▶ [READING TEXT]:
..........
Qīngcháo Qiánjì 清朝前紀

Records of the Pre-Dynastic Qing by 孟森 (撰)

About the work

Qīngcháo Qiánjì 清朝前紀 is a scholarly historical monograph by 孟森 (Mèng Sēn, 1868–1938), one of the founders of modern academic Qīng history in China. Unlike the other works in the KR4k late batch — which are popular entertainment fiction — Qīngcháo Qiánjì is a work of serious historical scholarship, investigating the pre-dynastic origins of the Qīng royal house in the Jiànzhōu 建州 Jurchen 女真 federation. The work is organized in nine chronicles ( 紀) tracing the Aisin Gioro lineage back to its earliest traceable ancestors, plus an appendix chronicle on Wáng Gǎo 王杲 (the Jurchen chieftain who raided the Míng frontier before Nǔrhāchì). The section headings include: Nǚzhēn jì 女真紀 (Jurchens), Jiànzhōu jì 建州紀 (Jiànzhōu commandery), Jiànzhōu zuǒwèi qiánjì 建州左衛前紀 (Bùkūlǐ Yōngshùn 布庫裏雍順 — the legendary Aisin Gioro progenitor), and successive generations (Zhào zǔ jì 肇祖紀, Xīng zǔ jì 興祖紀, Jǐng zǔ jì 景祖紀, Xiǎn zǔ jì 顯祖紀).

The opening passage of the Gānglǐng 綱領 (programmatic preface) makes Mèng Sēn’s scholarly agenda explicit: the Qīng court systematically suppressed and burned Míng-era records about the pre-dynastic Jurchens in order to conceal embarrassing facts about their origins. After the 1911 Revolution, Mèng Sēn argues, scholars are now free to investigate what the Qīng tried to hide.

Tiyao

No tiyao found in source.
..........
Data entries

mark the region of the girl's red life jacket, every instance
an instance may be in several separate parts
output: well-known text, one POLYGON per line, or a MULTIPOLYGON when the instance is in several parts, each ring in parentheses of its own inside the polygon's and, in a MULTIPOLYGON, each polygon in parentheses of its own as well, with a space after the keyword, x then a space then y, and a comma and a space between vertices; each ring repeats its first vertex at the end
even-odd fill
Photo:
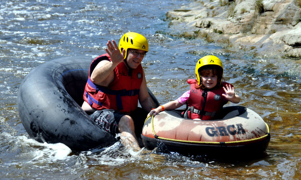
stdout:
POLYGON ((112 109, 121 112, 133 111, 138 106, 138 95, 143 79, 142 66, 140 64, 136 69, 130 69, 131 75, 125 63, 119 63, 114 70, 114 80, 106 87, 94 83, 90 78, 96 66, 103 60, 110 61, 111 58, 108 54, 105 54, 96 58, 90 65, 84 100, 98 110, 112 109))
POLYGON ((222 95, 225 94, 222 87, 225 87, 227 84, 231 87, 233 86, 222 82, 221 86, 218 88, 197 89, 196 80, 188 79, 187 82, 190 84, 190 92, 186 102, 184 117, 192 119, 198 118, 202 120, 216 119, 219 113, 222 109, 223 106, 228 101, 222 95))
..........
Reproduce the text about Qīngcháo Qiánjì in its entirety, without any alteration. The data entries are independent material and have no connection to the text about Qīngcháo Qiánjì.

▶ [WRITTEN SOLUTION]:
Qīngcháo Qiánjì 清朝前紀

Records of the Pre-Dynastic Qing by 孟森 (撰)

About the work

Qīngcháo Qiánjì 清朝前紀 is a scholarly historical monograph by 孟森 (Mèng Sēn, 1868–1938), one of the founders of modern academic Qīng history in China. Unlike the other works in the KR4k late batch — which are popular entertainment fiction — Qīngcháo Qiánjì is a work of serious historical scholarship, investigating the pre-dynastic origins of the Qīng royal house in the Jiànzhōu 建州 Jurchen 女真 federation. The work is organized in nine chronicles ( 紀) tracing the Aisin Gioro lineage back to its earliest traceable ancestors, plus an appendix chronicle on Wáng Gǎo 王杲 (the Jurchen chieftain who raided the Míng frontier before Nǔrhāchì). The section headings include: Nǚzhēn jì 女真紀 (Jurchens), Jiànzhōu jì 建州紀 (Jiànzhōu commandery), Jiànzhōu zuǒwèi qiánjì 建州左衛前紀 (Bùkūlǐ Yōngshùn 布庫裏雍順 — the legendary Aisin Gioro progenitor), and successive generations (Zhào zǔ jì 肇祖紀, Xīng zǔ jì 興祖紀, Jǐng zǔ jì 景祖紀, Xiǎn zǔ jì 顯祖紀).

The opening passage of the Gānglǐng 綱領 (programmatic preface) makes Mèng Sēn’s scholarly agenda explicit: the Qīng court systematically suppressed and burned Míng-era records about the pre-dynastic Jurchens in order to conceal embarrassing facts about their origins. After the 1911 Revolution, Mèng Sēn argues, scholars are now free to investigate what the Qīng tried to hide.

Tiyao

No tiyao found in source.